Three organizing concepts were used to classify data. These were time, information flow, and hierarchy. These concepts were shaped from a preliminary analysis of the data, matched to conceptualizations from organizational theory.
Four decision-making models were applied to the data, as defined under the three organizing concepts, in an effort to ascertain which model best described and explained the events surrounding the budget process. The Garbage Can Model proposed by March and Olsen (1976) provided the best explanation when applied to all three concepts.
In an effort to check which model offered the best explanation when applied to organizational decision theory, the concepts of organizational choice, attention, and learning were applied to each model within the contextual parameters of the data. Again, the Garbage Can Model provided the most valuable insights.
The results of the analyses indicated that decision-making within this budgetary context was highly dependent upon the dynamics of the processes utilized. The interaction of the individuals involved, together with the structural parameters in which they operated, shaped the decisions found in the IOE budget book. The Incrementalism of Wildavsky (1974), which stresses the similarity of funding levels between fiscal years, and the political negotiation theories espoused by Natchez and Bupp (1973) were viewed as inadequate.
The analyses also showed that ambiguity can exist even in situations which appear to have well-defined routines. Agreement on goals, a clearly defined technology, and explicit deadlines do not necessarily exist, even in annual routines such as budget development.
The study recommends that top management should structure the budget development process in such a way that those responsible for the actual work have the same understandings as top management. This suggests that an ad hoc group, with differing formal responsibilities and time pressures, may be inappropriate for a task like budget preparation.
The research presented in this paper further recommends that analysis of decision-making within organizations must go beyond the agency level as a unit of analysis. The processes of actual decision making should be examined by methods which consider a broad range of variables, like the Garbage Can Model.

#### Task a
Can you copy the records word for word, from the line with "Point out each feathered" up to and including the line with "[[219, 247, 292, 332]]"?

#### Input records

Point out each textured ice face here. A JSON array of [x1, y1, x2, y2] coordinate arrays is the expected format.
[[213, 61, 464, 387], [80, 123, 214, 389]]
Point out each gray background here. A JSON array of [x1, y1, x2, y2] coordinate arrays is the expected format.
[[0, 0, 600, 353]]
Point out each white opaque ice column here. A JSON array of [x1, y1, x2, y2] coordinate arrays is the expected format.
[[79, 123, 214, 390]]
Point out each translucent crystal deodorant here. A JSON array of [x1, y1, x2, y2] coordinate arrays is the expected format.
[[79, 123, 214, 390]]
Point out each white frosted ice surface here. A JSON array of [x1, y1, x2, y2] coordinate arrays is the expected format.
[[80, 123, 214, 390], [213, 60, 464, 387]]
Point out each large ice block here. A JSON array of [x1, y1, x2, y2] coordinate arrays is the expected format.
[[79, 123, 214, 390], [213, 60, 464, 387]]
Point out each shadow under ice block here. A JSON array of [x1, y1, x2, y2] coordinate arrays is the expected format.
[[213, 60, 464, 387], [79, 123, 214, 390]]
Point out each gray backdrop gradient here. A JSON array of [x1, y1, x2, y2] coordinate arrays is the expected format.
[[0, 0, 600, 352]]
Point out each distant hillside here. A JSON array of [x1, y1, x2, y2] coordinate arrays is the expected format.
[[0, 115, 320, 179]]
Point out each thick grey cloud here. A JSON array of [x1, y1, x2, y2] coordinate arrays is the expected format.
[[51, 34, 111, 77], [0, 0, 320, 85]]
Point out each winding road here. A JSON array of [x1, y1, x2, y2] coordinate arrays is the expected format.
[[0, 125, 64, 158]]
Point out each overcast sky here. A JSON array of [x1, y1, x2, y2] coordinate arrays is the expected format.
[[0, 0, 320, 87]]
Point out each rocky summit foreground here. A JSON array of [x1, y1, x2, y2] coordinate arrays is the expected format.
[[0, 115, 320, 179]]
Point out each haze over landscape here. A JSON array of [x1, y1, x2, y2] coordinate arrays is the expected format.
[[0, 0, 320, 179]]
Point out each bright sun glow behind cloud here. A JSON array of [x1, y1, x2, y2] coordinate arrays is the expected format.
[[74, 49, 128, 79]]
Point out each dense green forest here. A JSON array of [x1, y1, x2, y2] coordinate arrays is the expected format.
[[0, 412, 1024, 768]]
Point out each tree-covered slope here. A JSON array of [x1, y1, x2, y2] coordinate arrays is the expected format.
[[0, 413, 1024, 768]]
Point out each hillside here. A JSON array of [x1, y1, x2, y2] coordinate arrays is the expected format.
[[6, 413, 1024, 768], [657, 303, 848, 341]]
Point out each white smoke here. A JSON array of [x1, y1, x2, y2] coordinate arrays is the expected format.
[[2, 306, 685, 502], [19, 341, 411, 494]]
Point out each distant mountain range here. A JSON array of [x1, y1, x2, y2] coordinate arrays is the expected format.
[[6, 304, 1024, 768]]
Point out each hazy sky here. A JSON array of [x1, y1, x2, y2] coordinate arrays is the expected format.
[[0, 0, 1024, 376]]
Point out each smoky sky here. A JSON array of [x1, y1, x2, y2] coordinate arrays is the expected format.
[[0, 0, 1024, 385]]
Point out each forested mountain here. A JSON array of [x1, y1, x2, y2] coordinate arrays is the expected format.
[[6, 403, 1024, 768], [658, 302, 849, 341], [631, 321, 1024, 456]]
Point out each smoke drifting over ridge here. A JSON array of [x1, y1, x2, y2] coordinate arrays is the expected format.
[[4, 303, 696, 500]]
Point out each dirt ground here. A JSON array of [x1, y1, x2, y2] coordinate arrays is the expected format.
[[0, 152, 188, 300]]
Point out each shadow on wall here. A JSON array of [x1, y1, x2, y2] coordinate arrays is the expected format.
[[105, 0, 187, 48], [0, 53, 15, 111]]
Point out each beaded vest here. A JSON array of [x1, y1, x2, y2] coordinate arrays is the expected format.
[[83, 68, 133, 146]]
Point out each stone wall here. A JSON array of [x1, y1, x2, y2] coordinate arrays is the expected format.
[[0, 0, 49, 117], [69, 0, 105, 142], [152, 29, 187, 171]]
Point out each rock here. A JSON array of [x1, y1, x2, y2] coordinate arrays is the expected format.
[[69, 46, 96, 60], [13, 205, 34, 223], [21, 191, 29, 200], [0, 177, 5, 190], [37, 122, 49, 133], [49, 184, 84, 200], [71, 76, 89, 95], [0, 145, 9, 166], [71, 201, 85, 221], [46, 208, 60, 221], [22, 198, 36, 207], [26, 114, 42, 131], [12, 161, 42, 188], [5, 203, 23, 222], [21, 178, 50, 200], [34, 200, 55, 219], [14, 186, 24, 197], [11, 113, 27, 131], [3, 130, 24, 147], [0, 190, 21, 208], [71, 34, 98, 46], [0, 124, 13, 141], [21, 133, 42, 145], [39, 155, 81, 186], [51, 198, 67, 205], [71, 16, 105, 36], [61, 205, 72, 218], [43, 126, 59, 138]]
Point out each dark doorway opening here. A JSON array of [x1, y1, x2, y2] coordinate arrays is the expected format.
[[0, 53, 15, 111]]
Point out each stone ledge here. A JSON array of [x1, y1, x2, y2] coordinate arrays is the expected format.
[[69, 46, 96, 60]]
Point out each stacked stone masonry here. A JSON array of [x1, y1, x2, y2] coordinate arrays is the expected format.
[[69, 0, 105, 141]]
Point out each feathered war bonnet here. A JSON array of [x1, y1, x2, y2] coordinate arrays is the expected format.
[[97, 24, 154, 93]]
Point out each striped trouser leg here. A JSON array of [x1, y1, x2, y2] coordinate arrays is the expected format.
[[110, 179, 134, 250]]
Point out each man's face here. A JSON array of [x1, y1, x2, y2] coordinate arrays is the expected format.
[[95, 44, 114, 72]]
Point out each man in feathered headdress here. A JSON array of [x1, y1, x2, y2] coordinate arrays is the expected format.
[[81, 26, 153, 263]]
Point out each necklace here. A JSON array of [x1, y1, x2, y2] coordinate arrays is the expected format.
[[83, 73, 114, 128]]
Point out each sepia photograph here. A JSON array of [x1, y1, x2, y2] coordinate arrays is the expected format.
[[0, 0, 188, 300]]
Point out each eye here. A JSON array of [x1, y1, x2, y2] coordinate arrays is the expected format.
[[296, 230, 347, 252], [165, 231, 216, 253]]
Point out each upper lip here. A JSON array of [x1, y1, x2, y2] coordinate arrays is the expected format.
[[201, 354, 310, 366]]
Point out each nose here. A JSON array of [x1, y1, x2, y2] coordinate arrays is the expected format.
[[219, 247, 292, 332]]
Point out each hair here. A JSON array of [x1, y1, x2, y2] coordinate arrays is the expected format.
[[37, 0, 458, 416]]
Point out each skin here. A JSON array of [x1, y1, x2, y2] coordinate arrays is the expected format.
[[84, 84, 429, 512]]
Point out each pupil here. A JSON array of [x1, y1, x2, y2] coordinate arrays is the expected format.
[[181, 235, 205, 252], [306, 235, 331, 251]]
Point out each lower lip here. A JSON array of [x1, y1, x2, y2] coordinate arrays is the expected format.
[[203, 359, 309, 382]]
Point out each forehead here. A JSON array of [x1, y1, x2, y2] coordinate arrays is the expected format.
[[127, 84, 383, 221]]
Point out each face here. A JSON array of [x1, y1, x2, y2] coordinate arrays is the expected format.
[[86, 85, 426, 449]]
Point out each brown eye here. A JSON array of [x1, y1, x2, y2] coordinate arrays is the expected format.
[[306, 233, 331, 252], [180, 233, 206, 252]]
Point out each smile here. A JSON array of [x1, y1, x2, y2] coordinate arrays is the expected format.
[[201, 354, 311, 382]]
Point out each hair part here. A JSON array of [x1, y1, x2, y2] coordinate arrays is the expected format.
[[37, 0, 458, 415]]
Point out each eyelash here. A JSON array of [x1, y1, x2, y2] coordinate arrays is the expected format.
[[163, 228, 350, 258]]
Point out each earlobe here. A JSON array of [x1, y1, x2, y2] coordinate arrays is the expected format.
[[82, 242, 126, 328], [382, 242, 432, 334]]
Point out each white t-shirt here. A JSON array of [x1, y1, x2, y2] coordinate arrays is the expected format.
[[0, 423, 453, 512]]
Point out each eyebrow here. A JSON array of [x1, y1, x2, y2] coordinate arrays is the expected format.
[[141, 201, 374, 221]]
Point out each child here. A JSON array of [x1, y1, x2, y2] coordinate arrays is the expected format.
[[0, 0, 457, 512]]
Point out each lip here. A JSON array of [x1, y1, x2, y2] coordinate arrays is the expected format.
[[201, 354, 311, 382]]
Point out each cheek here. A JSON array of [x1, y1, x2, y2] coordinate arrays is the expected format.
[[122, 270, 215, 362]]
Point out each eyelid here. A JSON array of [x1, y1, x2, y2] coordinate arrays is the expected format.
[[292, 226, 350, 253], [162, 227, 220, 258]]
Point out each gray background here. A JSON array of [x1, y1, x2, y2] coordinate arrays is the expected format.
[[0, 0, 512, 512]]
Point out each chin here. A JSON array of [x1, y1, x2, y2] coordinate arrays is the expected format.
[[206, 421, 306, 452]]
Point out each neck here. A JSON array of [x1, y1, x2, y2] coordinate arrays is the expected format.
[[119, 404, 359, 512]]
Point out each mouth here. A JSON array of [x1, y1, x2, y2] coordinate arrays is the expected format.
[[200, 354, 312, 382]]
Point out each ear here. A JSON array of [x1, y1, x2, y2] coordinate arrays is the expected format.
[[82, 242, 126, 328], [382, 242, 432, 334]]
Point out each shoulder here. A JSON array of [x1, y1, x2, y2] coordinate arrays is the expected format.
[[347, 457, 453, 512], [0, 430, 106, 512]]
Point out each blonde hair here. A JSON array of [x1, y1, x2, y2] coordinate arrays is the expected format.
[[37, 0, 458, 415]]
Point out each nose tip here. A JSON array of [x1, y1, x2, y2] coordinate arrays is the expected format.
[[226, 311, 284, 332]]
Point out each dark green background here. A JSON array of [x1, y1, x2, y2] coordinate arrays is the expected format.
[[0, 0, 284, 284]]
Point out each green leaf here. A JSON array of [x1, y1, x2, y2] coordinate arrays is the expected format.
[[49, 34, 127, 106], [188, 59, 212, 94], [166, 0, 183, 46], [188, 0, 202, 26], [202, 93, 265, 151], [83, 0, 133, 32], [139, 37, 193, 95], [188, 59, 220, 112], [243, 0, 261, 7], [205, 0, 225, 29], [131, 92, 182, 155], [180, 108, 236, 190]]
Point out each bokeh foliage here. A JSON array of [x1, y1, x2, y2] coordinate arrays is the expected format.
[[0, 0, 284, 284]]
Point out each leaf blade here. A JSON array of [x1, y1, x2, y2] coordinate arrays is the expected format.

#### Task b
How would this sentence from the text on budget decision-making read in Spanish: "The analyses also showed that ambiguity can exist even in situations which appear to have well-defined routines."?

#### Written reply a
Point out each feathered war bonnet here. A JSON array of [x1, y1, x2, y2] coordinate arrays is the expected format.
[[97, 24, 154, 93]]
Point out each striped trouser leg here. A JSON array of [x1, y1, x2, y2] coordinate arrays is the expected format.
[[110, 179, 134, 250]]
Point out each man's face here. A JSON array of [x1, y1, x2, y2] coordinate arrays is the expected format.
[[95, 44, 114, 72]]
Point out each man in feathered headdress here. A JSON array of [x1, y1, x2, y2] coordinate arrays is the expected format.
[[81, 26, 153, 263]]
Point out each necklace here. A JSON array of [x1, y1, x2, y2] coordinate arrays is the expected format.
[[83, 73, 114, 128]]
Point out each sepia photograph here. A JSON array of [x1, y1, x2, y2] coordinate arrays is the expected format.
[[0, 0, 188, 300]]
Point out each eye here. A JSON array of [x1, y1, x2, y2] coordinate arrays is the expected format.
[[296, 230, 347, 252], [165, 231, 216, 253]]
Point out each upper lip here. A JSON array of [x1, y1, x2, y2] coordinate arrays is the expected format.
[[201, 354, 310, 366]]
Point out each nose here. A JSON array of [x1, y1, x2, y2] coordinate arrays is the expected format.
[[219, 247, 292, 332]]

#### Written reply b
Los análisis también mostraron que la ambigüedad puede existir incluso en situaciones que parecen tener rutinas bien definidas.